## WHAT YOU SHOULD DO:
Pick out every line in the records below that contains the word "orange", matching its case exactly.

## RECORDS SHOWN:
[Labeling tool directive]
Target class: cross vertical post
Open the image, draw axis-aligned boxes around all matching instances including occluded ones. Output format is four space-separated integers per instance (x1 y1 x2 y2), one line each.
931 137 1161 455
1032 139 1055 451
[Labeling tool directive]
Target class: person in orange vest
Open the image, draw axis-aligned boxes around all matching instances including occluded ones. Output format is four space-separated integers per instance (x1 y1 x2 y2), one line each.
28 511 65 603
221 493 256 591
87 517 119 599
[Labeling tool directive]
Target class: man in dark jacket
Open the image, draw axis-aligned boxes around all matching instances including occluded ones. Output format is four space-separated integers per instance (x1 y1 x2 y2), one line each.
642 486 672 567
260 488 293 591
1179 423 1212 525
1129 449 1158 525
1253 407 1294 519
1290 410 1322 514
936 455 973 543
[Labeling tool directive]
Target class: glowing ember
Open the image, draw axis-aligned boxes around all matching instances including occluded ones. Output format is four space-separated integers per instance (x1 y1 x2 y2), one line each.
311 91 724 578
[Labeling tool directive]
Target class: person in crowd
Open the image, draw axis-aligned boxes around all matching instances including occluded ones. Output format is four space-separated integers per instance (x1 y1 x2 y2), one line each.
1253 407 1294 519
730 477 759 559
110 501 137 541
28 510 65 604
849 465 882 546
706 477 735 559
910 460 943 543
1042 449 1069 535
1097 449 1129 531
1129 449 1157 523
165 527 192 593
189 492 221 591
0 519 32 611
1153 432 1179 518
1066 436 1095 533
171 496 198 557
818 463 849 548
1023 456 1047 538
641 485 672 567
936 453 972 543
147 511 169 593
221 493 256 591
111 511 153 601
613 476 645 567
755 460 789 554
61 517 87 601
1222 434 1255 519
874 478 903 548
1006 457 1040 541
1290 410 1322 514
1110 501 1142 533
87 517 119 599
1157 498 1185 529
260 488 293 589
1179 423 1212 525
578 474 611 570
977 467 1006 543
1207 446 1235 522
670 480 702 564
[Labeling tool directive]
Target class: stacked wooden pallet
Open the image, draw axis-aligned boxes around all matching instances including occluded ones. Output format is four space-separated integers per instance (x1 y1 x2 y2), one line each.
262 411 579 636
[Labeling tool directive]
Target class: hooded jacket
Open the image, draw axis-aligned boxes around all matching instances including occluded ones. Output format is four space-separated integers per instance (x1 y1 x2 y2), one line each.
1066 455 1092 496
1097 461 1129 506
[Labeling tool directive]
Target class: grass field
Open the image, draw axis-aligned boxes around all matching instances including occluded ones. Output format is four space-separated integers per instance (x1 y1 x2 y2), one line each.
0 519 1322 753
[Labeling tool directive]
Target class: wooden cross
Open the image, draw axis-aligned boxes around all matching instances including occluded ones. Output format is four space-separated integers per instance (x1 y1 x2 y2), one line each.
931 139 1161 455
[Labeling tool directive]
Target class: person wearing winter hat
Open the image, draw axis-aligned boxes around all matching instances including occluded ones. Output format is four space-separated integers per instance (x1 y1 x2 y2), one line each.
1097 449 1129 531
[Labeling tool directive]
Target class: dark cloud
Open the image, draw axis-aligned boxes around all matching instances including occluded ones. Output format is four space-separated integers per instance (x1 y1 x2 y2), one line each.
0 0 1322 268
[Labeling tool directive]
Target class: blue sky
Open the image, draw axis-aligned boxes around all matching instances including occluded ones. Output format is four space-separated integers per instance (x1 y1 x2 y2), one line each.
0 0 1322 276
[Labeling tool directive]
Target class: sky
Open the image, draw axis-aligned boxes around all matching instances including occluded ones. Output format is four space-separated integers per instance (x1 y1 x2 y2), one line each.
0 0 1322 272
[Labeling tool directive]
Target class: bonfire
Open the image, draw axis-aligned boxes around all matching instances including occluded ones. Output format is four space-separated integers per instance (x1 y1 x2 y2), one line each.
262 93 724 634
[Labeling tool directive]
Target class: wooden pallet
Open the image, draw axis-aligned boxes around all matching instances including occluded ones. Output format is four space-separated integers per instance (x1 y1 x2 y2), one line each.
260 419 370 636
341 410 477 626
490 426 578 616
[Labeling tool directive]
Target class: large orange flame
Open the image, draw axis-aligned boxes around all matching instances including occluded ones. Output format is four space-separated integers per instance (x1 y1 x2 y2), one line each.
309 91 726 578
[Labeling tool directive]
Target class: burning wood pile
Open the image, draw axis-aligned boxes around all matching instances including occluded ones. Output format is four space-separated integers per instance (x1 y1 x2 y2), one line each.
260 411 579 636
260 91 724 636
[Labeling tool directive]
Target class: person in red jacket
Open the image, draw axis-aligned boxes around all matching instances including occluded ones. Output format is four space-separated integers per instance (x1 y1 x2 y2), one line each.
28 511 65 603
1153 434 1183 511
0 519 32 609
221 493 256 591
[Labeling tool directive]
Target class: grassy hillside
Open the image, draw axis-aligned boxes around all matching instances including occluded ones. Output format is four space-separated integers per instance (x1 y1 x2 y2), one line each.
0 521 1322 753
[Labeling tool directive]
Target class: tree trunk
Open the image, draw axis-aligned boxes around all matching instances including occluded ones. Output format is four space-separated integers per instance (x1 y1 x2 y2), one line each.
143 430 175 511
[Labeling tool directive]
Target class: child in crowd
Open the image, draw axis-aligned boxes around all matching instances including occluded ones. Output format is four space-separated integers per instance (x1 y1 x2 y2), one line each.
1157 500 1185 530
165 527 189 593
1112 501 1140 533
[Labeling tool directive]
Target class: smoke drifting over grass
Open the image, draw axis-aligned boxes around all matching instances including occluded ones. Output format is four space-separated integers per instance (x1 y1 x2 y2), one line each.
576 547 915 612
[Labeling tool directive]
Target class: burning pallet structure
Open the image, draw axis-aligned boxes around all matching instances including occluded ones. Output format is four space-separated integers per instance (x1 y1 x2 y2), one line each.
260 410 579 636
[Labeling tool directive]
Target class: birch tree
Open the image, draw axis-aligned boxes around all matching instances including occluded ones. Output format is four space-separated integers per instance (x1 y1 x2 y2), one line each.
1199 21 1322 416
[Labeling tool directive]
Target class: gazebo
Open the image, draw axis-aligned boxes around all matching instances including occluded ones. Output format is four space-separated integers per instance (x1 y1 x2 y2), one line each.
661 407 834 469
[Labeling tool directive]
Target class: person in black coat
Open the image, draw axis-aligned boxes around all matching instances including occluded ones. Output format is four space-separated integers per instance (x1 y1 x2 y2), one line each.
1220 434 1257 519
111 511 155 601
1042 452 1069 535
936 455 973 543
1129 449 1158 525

## EXPECTED ANSWER:
Target class: person in orange vest
Target class: large orange flame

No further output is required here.